===== DOCUMENT EXCERPT

Tuesday, November 5, 2024

 

Reflections - JASNA 2024 AGM Postcards

JW in Regency Dress
Dear Darlene,

Thanks for accompanying me to Evensong at Trinity Cathedral and for eating dinner with Spence and me afterward. What a night to remember.

Another night to remember was the following Saturday. I assured Spence he didn’t have to come back to get me into my Regency dress because I could find a Janeite to assist. He insisted. I suspect he really wanted to get his hands on the push-up bra you kindly helped me find. Remember the Victoria’s Secret sales girl? She’d decided to give up before we convinced her to let me try on the blue-and-pink lacy thing. Then she gushed in relief that the last bra in my size the store had stocked actually worked.

The night of the ball, Spence fumbled with the hooks while I forced the cups into place in front. Then I slipped into my Regency dress. Spence easily buttoned the dress back and took photos before I left for the banquet and ball. Almost all the ladies wore Regency dresses. We had the same unnatural profile. Pushed up. I could manage for one night.

At the ball, I clapped, passed right shoulders, turned in a circle, and swung with my partner.

The bra didn’t cooperate. The push-up kept pushing up. My breasts slipped down. At the end of the first dance, I hustled to the ladies’ room to readjust the naughty undergarment. You and I hadn’t considered the effect a country dance would have on the bra when we shopped.

==========
===== DATASET CONTENT

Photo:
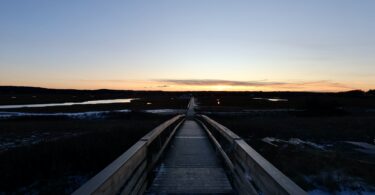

==========

## YOUR INSTRUCTIONS
Pick up the postcard about the JASNA ball and the Regency dress after its last sentence and keep writing. The material above is drawn from a separate source.

## ANSWER TO THIS TASK
After sitting out the second dance, I joined the third and hoped I’d stuffed my breasts securely this time. Alas, the push-up pushed up again. Short of securing the undergarment with duct tape, I don’t trust that contraption to behave on the dance floor.

Love,

Janet

English Country Dancing 1


The Bare Necessities


Dear Sister Julie,

I imagine you enjoyed the fall leaves. Sister Loretta would have gasped at autumn’s hues. She would also have delighted in the English country dance music at the ball I attended in Cleveland.

Bare Necessities, the band that pianist Jacqueline Schwab founded, played Saturday night at the Jane Austen conference. Tom Tumbusch taught and called dances. A Jennifer I’d just met—not to be confused with my two Jennifer friends that helped run the conference—was my partner for the third dance. As part of the dance, I stepped diagonally to my corner, stepped backward, circled by myself, turned my partner, then circled with the set.

Jennifer scrunched her face at me. “Are you dizzy? You should sit down.”

The movements of changing sets, turning to face new friends, or staying with old friends were fast and did confuse me. But, horrors. Tom had threatened that if dancers left, the line would fall apart. A dancer couldn’t leave unless they took their whole set. Jennifer would have left, but not the others. “I’m fine,” I lied and figured I was tired, complicated by my normal wibble-wobbles.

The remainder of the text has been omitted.